- **EXERCISE INSTRUCTIONS**
In two sentences, summarize the article below on developers and their agents' misleading advertising.

- **TEXT EXTRACT**
====

Developers Beware… of your Marketing Agent’s Advertising!

[Author – Tim ODwyer]

The Supreme Court of New South Wales recently ruled that the buyers of an off-the-plan property were entitled to a rescission of their contract and a deposit refund because the estate agent for the developer had engaged in misleading and deceptive conduct. These inexperienced investor-buyers had relied on baseless representations in newspaper advertisements that the value of the inner city terrace units being marketed by the agent would double in five years.

A major law firm soon issued a media release suggesting that, in a falling market, off-the-plan buyers might try to get out of deals done years earlier by relying on pre-contractual mis-representations. Property developers and their agents were warned “to carefully check the wording of their advertisements or other representations” to make sure they were “based in fact”, while any statements regarding future value must have a “reasonable basis” with further information being provided to qualify those representations.

However when sellers’ agents get found out on their porkies, some buyers will still settle but later sue the lying agent. (See: Were Hoges & Linda Dudded By A Dodgy Agent?) The following report from the Australian Capital Territory concerns a marketing agent, a developer and others who faced lawsuits from disgruntled buyers years after they had settled on their investment purchases.

“Rarely do we have the opportunity to offer such a unique investment in one of Canberra’s most famous establishments.”

No, these were not the words of some spiv trying to sell gullible tourists bogus shares in Canberra’s Australian War Memorial or the National Gallery. Rather this statement was part of a brochure complied some time ago for the marketing of units in the about-to-be-upgraded Canberra International Hotel.
This brochure detailed for its investor readers anticipated supply and demand for ACT hotel/motel accommodation, financial projections, guaranteed leasing and management arrangements, cash flows, expected pre-tax profits, investment returns and likely capital gains.

====

- **DATASET EXTRACT**
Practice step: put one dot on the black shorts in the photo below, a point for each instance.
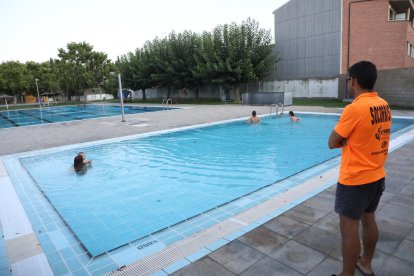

====

- **EXERCISE RESULT**
The Supreme Court of New South Wales ruled that buyers of an off-the-plan property could rescind their contract and get their deposit back because the developer's estate agent had misleadingly advertised that the units' value would double in five years, prompting a major law firm to warn developers and agents to make sure their advertisements were based in fact. The article then turns to a case from the Australian Capital Territory, where a marketing agent, a developer and others were sued by buyers years after settlement over a brochure marketing units in the Canberra International Hotel with financial projections, guaranteed leasing and expected returns.